Nie podobało nam się gdzie wiezie nas kierowca, bo z mapy i z przewodnika wyglądało, że coś jest nie tak. Odpaliliśmy GPS w komórce i okazało się, że zawiózł kierowca zawiózł nas do innego biura turystycznego, które oczywiście obklejone, że jest napisami "rządowe, oficjalne" ..... Mówimy gościowi, że to nie jest tutaj gdzie chcieliśmy dotrzeć bo to nie jest ten adres itd. Starał się nam wmówić, że jesteśmy w dobrym miejscu i ze nasz GPS nie działa dobrze .... :) Oczywiście wszystko nam brzydko pachnie na kilometr ściemą! Pytamy się jeszcze spotkanego na ulicy przypadkowego przechodnia czy to adres biura oficjalnej IT mówi, że inny. Powoli żyłki na moim czole wypełnia krew i rośnie mi ciśnienie. Wtem wychodzi do nas jakiś pracownik z biura i zaprasza do siebie ... Kierowca mówi, że dobrze trafiliśmy, że to druga filia tego oficjalnego itp.... No ściema pełną gęba. Mówimy kierowcy, że nas oszukał i że jesteśmy wkurzeni i ma nas zawieść we właściwy adres. Nagle olśnienie stąpiło na kierowcę, chyba po ramieniu poklepał go Krishna i mówi, że faktycznie się pomylił ....nie tu pojechał, nie tam skręcił gdzie trzeba.... że nasz GPS jednak jest dobry.... Wkurzeni na maksa zjechaliśmy go jak .... Jedziemy dalej, teraz juz cały czas kontrolujemy go na GPS. Kierunek dobry liczymy, że tym razem będzie OK. Ale okazuje się, że cwaniak wysadził nas pod biurem IT ale jakieś 200 m od tego oficjalnego dalej nam wpierając, że to jest to oficjalne. Oj, żebyście widzieli wtedy Magdę. Myślałem, że zaraz go tam pobije .... Skończyło się na tym, że doszliśmy sobie te 200 m na piechotkę a gościowi daliśmy 20 Rp, żeby już się od nas tylko odczepił.... Po wejściu do biura naszym oczom ukazała się oczywiście informacja o oszustach i prośba o ostrożność bo to na prawde jedyna IT w Delhi. Przypadkowy, miły jegomość z pod dworca pojawi się jeszcze w naszej relacji z Indii.

Fragmenty zbioru danych |
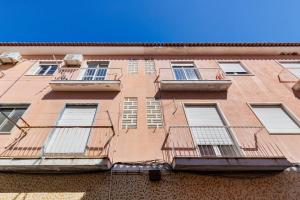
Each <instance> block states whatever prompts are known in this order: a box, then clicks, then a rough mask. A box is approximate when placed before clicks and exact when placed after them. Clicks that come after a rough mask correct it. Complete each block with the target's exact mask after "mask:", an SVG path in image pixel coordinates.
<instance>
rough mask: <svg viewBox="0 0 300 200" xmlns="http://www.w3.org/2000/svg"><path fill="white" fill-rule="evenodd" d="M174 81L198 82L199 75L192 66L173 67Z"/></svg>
mask: <svg viewBox="0 0 300 200" xmlns="http://www.w3.org/2000/svg"><path fill="white" fill-rule="evenodd" d="M172 68H173V73H174V77H175V80H199V79H200V75H199V73H198V71H197V68H195V67H194V66H193V65H186V64H185V65H184V64H183V65H173V66H172Z"/></svg>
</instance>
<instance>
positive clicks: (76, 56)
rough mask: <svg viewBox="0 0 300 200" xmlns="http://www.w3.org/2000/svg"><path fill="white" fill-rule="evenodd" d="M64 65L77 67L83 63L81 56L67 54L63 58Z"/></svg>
mask: <svg viewBox="0 0 300 200" xmlns="http://www.w3.org/2000/svg"><path fill="white" fill-rule="evenodd" d="M64 61H65V65H69V66H78V65H81V63H82V61H83V56H82V54H67V55H66V56H65V58H64Z"/></svg>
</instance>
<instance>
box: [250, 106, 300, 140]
mask: <svg viewBox="0 0 300 200" xmlns="http://www.w3.org/2000/svg"><path fill="white" fill-rule="evenodd" d="M247 105H248V106H249V108H250V110H251V111H252V113H253V114H254V116H255V117H256V119H257V120H258V121H259V123H260V124H261V125H262V126H263V127H265V125H264V124H263V122H262V120H261V119H260V118H259V117H258V116H257V115H256V113H255V111H254V109H253V107H252V106H270V107H272V106H273V107H275V106H279V107H281V109H282V110H283V111H284V112H285V113H286V114H287V115H288V117H289V118H291V120H293V121H294V122H295V124H296V125H298V126H299V128H300V121H299V118H298V117H297V115H295V114H294V113H293V112H292V111H291V110H290V109H289V108H288V107H286V106H285V105H284V104H283V103H278V102H274V103H272V102H270V103H265V102H248V103H247ZM265 129H266V130H267V132H268V133H269V134H270V135H299V134H300V131H299V133H288V132H287V133H283V132H270V131H269V130H268V129H267V127H265Z"/></svg>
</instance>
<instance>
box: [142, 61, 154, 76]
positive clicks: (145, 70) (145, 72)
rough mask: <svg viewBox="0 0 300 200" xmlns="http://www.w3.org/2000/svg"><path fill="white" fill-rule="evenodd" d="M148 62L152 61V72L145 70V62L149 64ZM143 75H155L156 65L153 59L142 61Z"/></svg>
mask: <svg viewBox="0 0 300 200" xmlns="http://www.w3.org/2000/svg"><path fill="white" fill-rule="evenodd" d="M149 61H152V62H153V68H154V69H153V71H151V70H147V66H146V65H147V64H146V63H147V62H149ZM144 73H145V74H146V75H151V74H156V63H155V60H154V59H153V58H145V59H144Z"/></svg>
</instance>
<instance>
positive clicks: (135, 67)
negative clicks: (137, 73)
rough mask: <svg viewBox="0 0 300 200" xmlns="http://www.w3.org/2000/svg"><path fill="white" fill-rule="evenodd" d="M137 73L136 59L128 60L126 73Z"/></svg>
mask: <svg viewBox="0 0 300 200" xmlns="http://www.w3.org/2000/svg"><path fill="white" fill-rule="evenodd" d="M137 73H138V60H134V59H132V60H129V61H128V74H137Z"/></svg>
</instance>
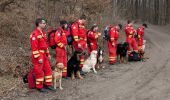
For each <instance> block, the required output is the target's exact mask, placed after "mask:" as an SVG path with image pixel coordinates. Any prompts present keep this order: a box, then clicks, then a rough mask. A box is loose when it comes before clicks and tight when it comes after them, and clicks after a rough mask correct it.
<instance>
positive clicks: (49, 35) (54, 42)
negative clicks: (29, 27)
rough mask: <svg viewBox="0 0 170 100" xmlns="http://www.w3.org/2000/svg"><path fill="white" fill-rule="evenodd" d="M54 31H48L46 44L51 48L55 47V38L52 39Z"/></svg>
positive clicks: (54, 35)
mask: <svg viewBox="0 0 170 100" xmlns="http://www.w3.org/2000/svg"><path fill="white" fill-rule="evenodd" d="M55 32H56V30H51V31H50V32H48V45H49V46H50V47H51V48H52V49H55V48H56V44H55V40H54V37H55Z"/></svg>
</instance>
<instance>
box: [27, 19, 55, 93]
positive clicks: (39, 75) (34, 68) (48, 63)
mask: <svg viewBox="0 0 170 100" xmlns="http://www.w3.org/2000/svg"><path fill="white" fill-rule="evenodd" d="M45 26H46V21H45V20H44V19H43V18H37V19H36V27H37V28H36V29H35V30H34V31H33V32H32V33H31V35H30V44H31V49H32V64H33V67H34V68H33V72H34V74H35V82H36V83H35V84H36V88H37V89H38V90H39V91H40V92H48V91H47V90H46V89H48V90H53V91H54V89H53V87H52V70H51V67H50V62H49V59H50V58H51V57H50V54H49V50H48V44H47V37H46V33H45V32H44V31H43V29H44V28H45ZM44 86H45V87H44Z"/></svg>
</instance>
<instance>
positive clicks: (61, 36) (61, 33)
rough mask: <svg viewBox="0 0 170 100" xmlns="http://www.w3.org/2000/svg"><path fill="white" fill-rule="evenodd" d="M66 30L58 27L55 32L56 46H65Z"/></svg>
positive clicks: (64, 46)
mask: <svg viewBox="0 0 170 100" xmlns="http://www.w3.org/2000/svg"><path fill="white" fill-rule="evenodd" d="M67 34H68V33H67V31H66V30H63V29H62V28H61V27H59V28H58V29H57V31H56V33H55V38H54V39H55V42H56V44H57V46H58V47H60V48H64V49H65V47H66V46H67Z"/></svg>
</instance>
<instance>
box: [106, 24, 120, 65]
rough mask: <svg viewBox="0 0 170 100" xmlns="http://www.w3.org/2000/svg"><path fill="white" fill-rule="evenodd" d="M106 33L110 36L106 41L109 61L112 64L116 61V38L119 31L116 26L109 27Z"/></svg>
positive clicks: (116, 57) (117, 35)
mask: <svg viewBox="0 0 170 100" xmlns="http://www.w3.org/2000/svg"><path fill="white" fill-rule="evenodd" d="M108 35H109V36H110V39H109V41H108V50H109V63H110V64H114V63H116V61H117V55H116V48H117V40H118V38H119V31H118V29H117V28H116V27H110V30H109V33H108Z"/></svg>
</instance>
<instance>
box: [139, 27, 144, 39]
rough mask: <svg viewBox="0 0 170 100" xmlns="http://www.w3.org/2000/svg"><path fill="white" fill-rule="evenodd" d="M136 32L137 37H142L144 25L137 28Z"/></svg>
mask: <svg viewBox="0 0 170 100" xmlns="http://www.w3.org/2000/svg"><path fill="white" fill-rule="evenodd" d="M137 34H138V39H139V40H140V39H143V36H144V27H143V26H141V27H139V28H138V29H137Z"/></svg>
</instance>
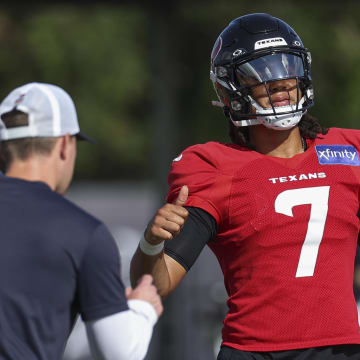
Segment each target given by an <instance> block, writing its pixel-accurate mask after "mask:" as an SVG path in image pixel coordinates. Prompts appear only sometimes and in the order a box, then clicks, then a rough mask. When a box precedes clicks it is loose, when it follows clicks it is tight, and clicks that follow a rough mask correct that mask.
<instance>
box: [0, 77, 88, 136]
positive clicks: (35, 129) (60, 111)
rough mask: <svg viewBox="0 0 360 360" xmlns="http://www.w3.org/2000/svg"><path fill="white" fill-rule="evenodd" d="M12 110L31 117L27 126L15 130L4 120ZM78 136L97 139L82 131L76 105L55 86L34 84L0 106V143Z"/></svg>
mask: <svg viewBox="0 0 360 360" xmlns="http://www.w3.org/2000/svg"><path fill="white" fill-rule="evenodd" d="M13 110H19V111H22V112H24V113H26V114H27V115H28V124H27V125H25V126H16V127H12V126H10V125H9V124H6V126H5V123H4V122H3V121H2V120H1V117H2V116H3V115H4V114H6V113H8V112H10V111H13ZM66 134H70V135H76V137H77V138H78V139H79V140H87V141H90V142H94V140H93V139H92V138H90V137H88V136H87V135H85V134H84V133H82V132H80V127H79V123H78V119H77V114H76V109H75V105H74V102H73V101H72V99H71V97H70V95H69V94H68V93H67V92H66V91H65V90H63V89H62V88H60V87H59V86H56V85H51V84H46V83H38V82H33V83H29V84H26V85H23V86H20V87H18V88H16V89H15V90H13V91H11V92H10V94H9V95H8V96H7V97H6V98H5V99H4V100H3V101H2V103H1V104H0V141H6V140H13V139H21V138H32V137H58V136H63V135H66Z"/></svg>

Lista zadań |
A: Ile zapłacono kierowcy na koniec w tekście o oszustwie kierowcy w Delhi?
B: Streść tekst o oszustwie kierowcy w Delhi w dwóch zdaniach.
C: Rozwiń tekst o oszustwie kierowcy w Delhi, pisząc jego dalszy ciąg od miejsca, w którym się kończy.

Odpowiedzi do ćwiczenia |
A: 20 Rp.

B: Kierowca zawiózł podróżnych do innego biura zamiast do oficjalnego biura IT, przekonując, że ich GPS źle działa, a po ich protestach udawał, że się pomylił. Za drugim razem wysadził ich około 200 m od właściwego biura, więc doszli tam pieszo, dali mu 20 Rp, a w biurze zobaczyli ostrzeżenie przed oszustami.

C:
Następnie udaliśmy się piechotką na zwiedzanie brytyjskiej, postkolonialnej dzielnicy stolicy. Spacer okazał się męczący bo odległości chociaż na mapie nie wydawały się duże w terenie zweryfikowaliśmy jako znaczne. Przy tej temperaturze i wilgotności człowiek czuje się jakby chodził cały czas w saunie rzymskiej. Wystarczy chwila na powietrzu i jesteś cały mokry.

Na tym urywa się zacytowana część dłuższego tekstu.